> [Your task] Copy each of the lines below word for word, leaving the pictures out of your copy.

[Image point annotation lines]

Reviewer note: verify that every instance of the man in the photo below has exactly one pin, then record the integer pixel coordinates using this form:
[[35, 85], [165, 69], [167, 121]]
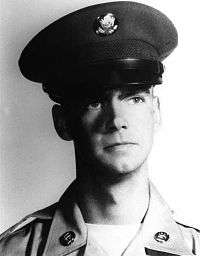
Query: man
[[100, 65]]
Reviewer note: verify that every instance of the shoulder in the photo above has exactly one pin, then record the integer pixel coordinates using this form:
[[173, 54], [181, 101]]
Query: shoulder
[[191, 236], [33, 226]]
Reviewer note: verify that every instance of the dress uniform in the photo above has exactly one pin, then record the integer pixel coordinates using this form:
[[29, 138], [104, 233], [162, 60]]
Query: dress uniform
[[60, 230], [109, 45]]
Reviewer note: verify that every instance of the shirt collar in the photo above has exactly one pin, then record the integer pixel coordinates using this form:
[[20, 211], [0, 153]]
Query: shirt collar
[[158, 218]]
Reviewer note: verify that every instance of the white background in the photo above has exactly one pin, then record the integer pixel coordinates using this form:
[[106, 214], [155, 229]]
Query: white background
[[36, 166]]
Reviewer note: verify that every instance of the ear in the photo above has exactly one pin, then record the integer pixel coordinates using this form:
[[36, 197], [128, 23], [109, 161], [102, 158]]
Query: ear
[[156, 112], [60, 122]]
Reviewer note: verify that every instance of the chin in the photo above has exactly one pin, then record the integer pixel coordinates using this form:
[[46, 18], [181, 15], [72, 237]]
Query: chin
[[123, 164]]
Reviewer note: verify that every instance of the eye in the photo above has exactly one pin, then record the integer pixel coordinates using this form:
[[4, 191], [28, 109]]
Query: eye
[[136, 99], [94, 106]]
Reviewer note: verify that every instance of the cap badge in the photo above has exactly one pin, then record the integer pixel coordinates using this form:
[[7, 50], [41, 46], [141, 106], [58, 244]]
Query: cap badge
[[161, 237], [105, 25]]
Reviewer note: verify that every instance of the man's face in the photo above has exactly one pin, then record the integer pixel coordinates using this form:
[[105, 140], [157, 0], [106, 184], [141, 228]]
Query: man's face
[[115, 131]]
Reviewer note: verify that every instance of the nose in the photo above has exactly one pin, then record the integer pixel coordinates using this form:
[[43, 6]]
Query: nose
[[116, 119]]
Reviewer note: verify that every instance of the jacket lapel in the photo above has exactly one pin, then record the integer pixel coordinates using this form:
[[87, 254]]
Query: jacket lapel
[[158, 220]]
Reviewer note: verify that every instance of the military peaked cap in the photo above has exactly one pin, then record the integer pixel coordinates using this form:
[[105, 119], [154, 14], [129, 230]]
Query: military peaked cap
[[105, 45]]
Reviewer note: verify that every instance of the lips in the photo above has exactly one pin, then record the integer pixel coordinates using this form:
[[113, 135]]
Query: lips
[[113, 145]]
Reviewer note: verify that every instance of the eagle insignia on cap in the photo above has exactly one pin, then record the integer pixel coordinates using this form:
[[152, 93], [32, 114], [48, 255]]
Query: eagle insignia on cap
[[105, 24]]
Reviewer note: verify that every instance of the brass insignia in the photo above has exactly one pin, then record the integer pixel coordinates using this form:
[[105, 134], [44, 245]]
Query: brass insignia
[[106, 25]]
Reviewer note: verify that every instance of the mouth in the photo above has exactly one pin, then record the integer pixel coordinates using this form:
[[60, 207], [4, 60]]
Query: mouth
[[122, 145]]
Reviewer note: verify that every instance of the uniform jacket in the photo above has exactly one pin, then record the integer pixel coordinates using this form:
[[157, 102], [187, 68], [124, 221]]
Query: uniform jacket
[[59, 230]]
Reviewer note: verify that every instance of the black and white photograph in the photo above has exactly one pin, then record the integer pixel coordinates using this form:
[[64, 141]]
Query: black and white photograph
[[99, 128]]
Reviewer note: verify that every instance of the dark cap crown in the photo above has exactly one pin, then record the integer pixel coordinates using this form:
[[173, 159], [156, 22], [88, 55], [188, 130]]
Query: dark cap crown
[[111, 36]]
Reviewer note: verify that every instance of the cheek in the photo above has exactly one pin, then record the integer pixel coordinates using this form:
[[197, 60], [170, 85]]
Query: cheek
[[142, 124]]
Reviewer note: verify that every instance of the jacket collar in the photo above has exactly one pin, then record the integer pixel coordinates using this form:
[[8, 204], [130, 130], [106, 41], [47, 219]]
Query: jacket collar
[[158, 219]]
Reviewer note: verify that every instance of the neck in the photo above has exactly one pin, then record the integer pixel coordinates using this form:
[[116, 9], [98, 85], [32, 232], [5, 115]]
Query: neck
[[122, 202]]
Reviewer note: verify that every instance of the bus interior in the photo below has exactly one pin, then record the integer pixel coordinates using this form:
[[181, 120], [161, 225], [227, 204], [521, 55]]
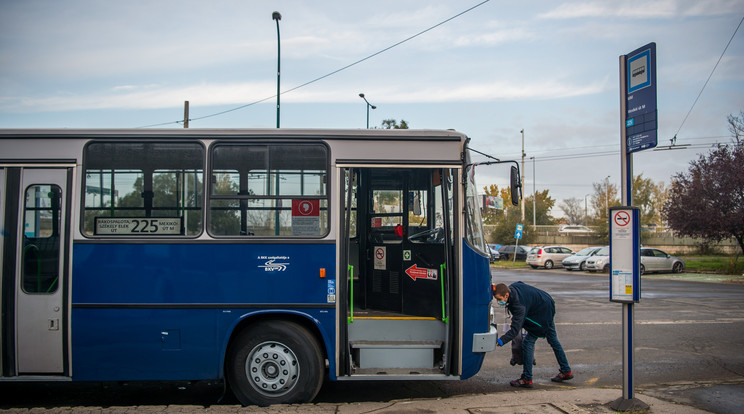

> [Task answer]
Reviewer note: verify that every instance of the man in the photo below has exactly one pin, then record the integer pixel coordinates using this form:
[[35, 85], [165, 69], [167, 121]]
Query: man
[[100, 65]]
Reviewer note: verify that every instance of the shoulder in the photo above has exactly one pin, then record the integer pixel coordinates using this form:
[[173, 54], [181, 101]]
Query: shoulder
[[191, 236], [33, 226]]
Reviewer note: verify that every instance of the dress uniform in the photo above has exactly one pin, then record the integer pixel coordinates using this form:
[[29, 138], [104, 233], [162, 60]]
Query: dress uniform
[[60, 230], [109, 45]]
Reviewer note: verify that every instance of the shirt collar in the photo above has exactly one pin, then record the integer pixel coordinates using this form:
[[20, 211], [0, 153]]
Query: shirt collar
[[158, 218]]
Reviewer note: verify that every instance of the white background in the photo above has exactly one pin, then record the integer pixel coordinates using this form:
[[106, 214], [155, 229]]
Query: white background
[[36, 166]]
Reviewer note: verify that every instance of the ear in the photo above has exactly one pin, then record the integer pixel coordinates using this form:
[[36, 197], [128, 23], [109, 161], [102, 158]]
Query: ear
[[156, 112], [60, 122]]
Reviewer note: verify that every instance of the chin in the photo above has exactly one pin, then record the integer pixel coordinates using this form:
[[46, 18], [181, 15], [72, 237]]
Query: chin
[[123, 164]]
Reviewer note: verify that every instance of the eye in the photo above has exactly one pin, then record the integer pixel coordinates using this form:
[[4, 191], [28, 109]]
Query: eye
[[136, 99], [94, 106]]
Reviewer note: verify that every instance of the cap badge in the photo above has exactly one pin, then record the integer pixel coordinates using this form:
[[7, 50], [41, 46], [141, 106], [58, 244]]
Query: cap badge
[[161, 237], [105, 25]]
Reviewer note: verify that every instance of the man's face in the photo above has exactly one pin, then record the integer pixel coordinates using this form:
[[105, 140], [157, 0], [106, 184], [141, 228]]
Query: man's face
[[115, 131]]
Reviewer note: verify that every instance of the nose in the photo above has exactly one pin, then record the integer pixel coordinates using this form:
[[43, 6]]
Query: nose
[[116, 119]]
Reviewer note: verify that every instance of the jacket lapel in the photo above has exactly one pin, then record the integer pixel coordinates using this form:
[[87, 254]]
Query: jacket lapel
[[158, 220]]
Reviewer note: verify that every instance of the military peaked cap in the photo above has exactly one pin, then record the integer pixel coordinates using this form:
[[105, 119], [154, 14], [129, 230]]
Query: military peaked cap
[[105, 45]]
Reviewer note: verify that every instance of the lips in the photo above has exactly one pin, then record the integer pixel coordinates using this form:
[[113, 135]]
Query: lips
[[113, 145]]
Reviewer note: verify that every instance of the eagle insignia on cap in the photo above has exactly one pin, then record the integer pixel coordinates using this form:
[[152, 93], [32, 114], [48, 255]]
Query: eagle insignia on cap
[[105, 24]]
Reviewer note: verify that every instance of the brass insignia in the photo above has exactly one pin, then record the integer pixel coordinates using this form:
[[105, 134], [44, 245]]
Query: brass insignia
[[106, 25]]
Reviewer note: verify that every instance of the mouth in the photo above has exactly one pin, then record the integer pixel coordinates using this form:
[[60, 207], [4, 60]]
Query: mouth
[[122, 145]]
Reviewer note: verify that every instance of the uniform jacket in the photo above has exactly one pin, then record the integer pixel coordinates using this form:
[[157, 102], [187, 68], [124, 221]]
Query: uniform jacket
[[59, 230]]
Reviewer note: verify that every instance of the black and white photograph in the photo above has exactly one pin, then record the integer pixel coordinates using this form:
[[64, 141]]
Query: black and white photograph
[[99, 128]]
Reviewer note: verify that every instance of the dark cap crown in the photo above has exactly one pin, then record the integer pixel coordinates using this form:
[[173, 159], [156, 22], [88, 55], [188, 130]]
Query: dark cap crown
[[111, 36]]
Reviewer note: verify that every instance of the cheek in the photo above has exactly one pin, then record the integer pixel coordinates using this form:
[[197, 60], [170, 85]]
Query: cheek
[[142, 124]]
Reviewer note: verify that every instance of the jacket collar in the photo above has exactly one pin, then record the integer pixel coordinates using this form:
[[8, 204], [130, 130], [106, 41], [47, 219]]
Query: jacket collar
[[158, 219]]
Reviewer note: verify that every instance of the neck in the photo above has exactly one pin, then record the integer pixel coordinates using this form:
[[116, 9], [98, 85], [32, 232], [5, 115]]
Query: neck
[[122, 202]]
Reviewer note: verify that every instance of the bus interior in the photo below has exactly one pin, then record the integer pixel coordinates using this form:
[[181, 120], [161, 225], [227, 204], [521, 55]]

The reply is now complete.